Excerpted passage:
= Beginning of Section =
Not important or not important, but coding implies the digital; this is 
why there are potential wells, protections, built into data, all the way 
back to the bullae and envelopes. Or another way to think about it - 
inscription is difference, analog is fissured, the same. I think that 
coding is always digital at its core or kernel; for example, bandwidth is 
defined, symbols are separated from each other, and so forth. All of this 
in real life wears down, sloughs, corrodes, decays - what Kristeva is on 
about in Powers of Horror when she talks about the abject.

>
> If the first then, to me, that would not seem to be a defintion which is 
> usual, however valid it is. If the second then i would be hesitant, - 
> thinking that pain might be discontinuously analogue

Being within severe pain is analog, yes, which is why it is so difficult 
to speak about (Scarry, other sources). And yes, it's a definition which 
is not usual but there's precedent I'm sure.

> But are you 'virtual' if you have a prosthetic heart monitor, or are on 
> a mobile?
>
Precisely - I can't answer this because the term is too vague to me.

> I prefer to be more specific about the situation that i am in or writing 
> about.

Then you don't need the word 'online' perhaps at all.
>
> Thus why should we assume that being online, is the same as using a 
> mobile, or having a heart monitor? They may have similarities, they may 
> have differences. I still want to be particular
>
Yes, it's a term you brought in, though.
= End of Section =
Stored data:
= Beginning of Section =
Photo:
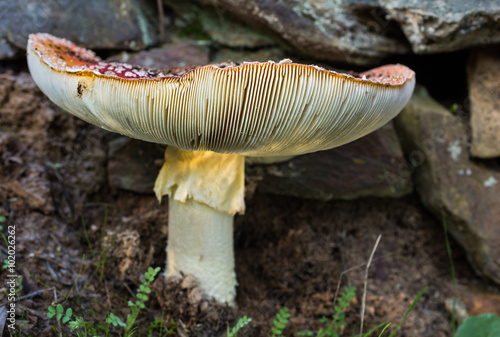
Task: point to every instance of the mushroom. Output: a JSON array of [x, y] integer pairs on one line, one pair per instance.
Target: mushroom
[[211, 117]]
= End of Section =
= Beginning of Section =
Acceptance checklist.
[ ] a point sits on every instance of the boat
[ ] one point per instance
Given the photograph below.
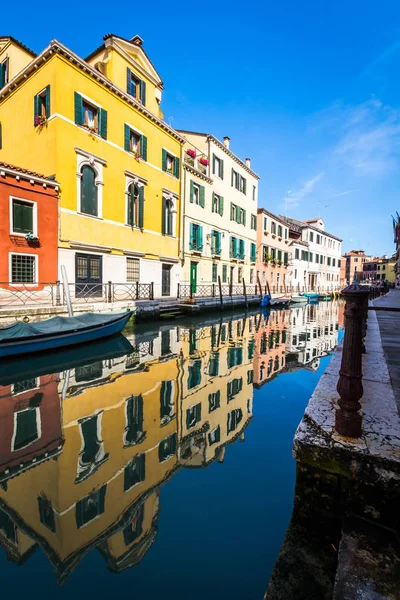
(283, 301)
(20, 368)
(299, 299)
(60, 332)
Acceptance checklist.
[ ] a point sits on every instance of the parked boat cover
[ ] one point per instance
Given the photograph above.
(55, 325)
= End of Section =
Goal of the exercise: Can you copy out, word for word and in full, the reply above about coding, the analog, and the term "online"?

Solution to this task:
Not important or not important, but coding implies the digital; this is 
why there are potential wells, protections, built into data, all the way 
back to the bullae and envelopes. Or another way to think about it - 
inscription is difference, analog is fissured, the same. I think that 
coding is always digital at its core or kernel; for example, bandwidth is 
defined, symbols are separated from each other, and so forth. All of this 
in real life wears down, sloughs, corrodes, decays - what Kristeva is on 
about in Powers of Horror when she talks about the abject.

>
> If the first then, to me, that would not seem to be a defintion which is 
> usual, however valid it is. If the second then i would be hesitant, - 
> thinking that pain might be discontinuously analogue

Being within severe pain is analog, yes, which is why it is so difficult 
to speak about (Scarry, other sources). And yes, it's a definition which 
is not usual but there's precedent I'm sure.

> But are you 'virtual' if you have a prosthetic heart monitor, or are on 
> a mobile?
>
Precisely - I can't answer this because the term is too vague to me.

> I prefer to be more specific about the situation that i am in or writing 
> about.

Then you don't need the word 'online' perhaps at all.
>
> Thus why should we assume that being online, is the same as using a 
> mobile, or having a heart monitor? They may have similarities, they may 
> have differences. I still want to be particular
>
Yes, it's a term you brought in, though.